**Goal of the exercise**
Count the lines in the items below that contain the string "clicks", treating uppercase and lowercase as different. Reply with that number alone.

**Data in this exercise**
--------------------

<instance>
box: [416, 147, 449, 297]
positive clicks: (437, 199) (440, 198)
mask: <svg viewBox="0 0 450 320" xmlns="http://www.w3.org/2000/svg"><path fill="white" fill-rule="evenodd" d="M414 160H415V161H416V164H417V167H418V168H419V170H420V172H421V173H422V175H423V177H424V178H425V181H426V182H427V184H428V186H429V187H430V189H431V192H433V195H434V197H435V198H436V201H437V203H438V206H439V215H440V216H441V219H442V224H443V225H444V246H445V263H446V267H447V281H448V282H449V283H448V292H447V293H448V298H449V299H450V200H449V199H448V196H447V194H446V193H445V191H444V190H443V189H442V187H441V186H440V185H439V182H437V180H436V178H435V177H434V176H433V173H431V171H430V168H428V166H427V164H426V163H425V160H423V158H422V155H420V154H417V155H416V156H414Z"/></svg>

--------------------

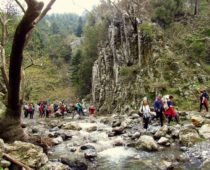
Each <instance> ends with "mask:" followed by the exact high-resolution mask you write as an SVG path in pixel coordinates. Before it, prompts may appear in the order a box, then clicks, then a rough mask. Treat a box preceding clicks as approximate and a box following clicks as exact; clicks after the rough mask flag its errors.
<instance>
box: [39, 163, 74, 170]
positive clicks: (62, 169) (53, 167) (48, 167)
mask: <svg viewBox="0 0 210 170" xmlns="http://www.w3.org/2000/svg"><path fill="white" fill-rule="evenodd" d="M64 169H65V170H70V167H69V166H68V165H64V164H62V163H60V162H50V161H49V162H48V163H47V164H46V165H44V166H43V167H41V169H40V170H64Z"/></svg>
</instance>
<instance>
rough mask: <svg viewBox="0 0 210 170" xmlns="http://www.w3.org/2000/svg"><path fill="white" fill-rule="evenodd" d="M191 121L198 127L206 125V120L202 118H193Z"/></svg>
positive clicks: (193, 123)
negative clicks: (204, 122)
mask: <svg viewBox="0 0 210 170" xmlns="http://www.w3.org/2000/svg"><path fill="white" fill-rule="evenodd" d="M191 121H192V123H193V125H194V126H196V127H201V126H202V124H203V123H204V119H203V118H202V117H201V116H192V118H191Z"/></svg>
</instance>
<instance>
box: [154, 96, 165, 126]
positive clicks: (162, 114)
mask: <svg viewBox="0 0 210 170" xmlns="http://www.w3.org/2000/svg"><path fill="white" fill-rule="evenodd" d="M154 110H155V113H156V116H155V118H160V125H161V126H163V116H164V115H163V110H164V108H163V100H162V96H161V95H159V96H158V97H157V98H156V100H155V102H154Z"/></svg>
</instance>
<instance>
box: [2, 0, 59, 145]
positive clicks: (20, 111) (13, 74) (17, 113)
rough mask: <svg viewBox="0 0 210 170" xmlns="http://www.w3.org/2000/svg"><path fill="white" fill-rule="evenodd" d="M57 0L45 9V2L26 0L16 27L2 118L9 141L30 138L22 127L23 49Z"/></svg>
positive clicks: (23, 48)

--------------------

**Output for this task**
8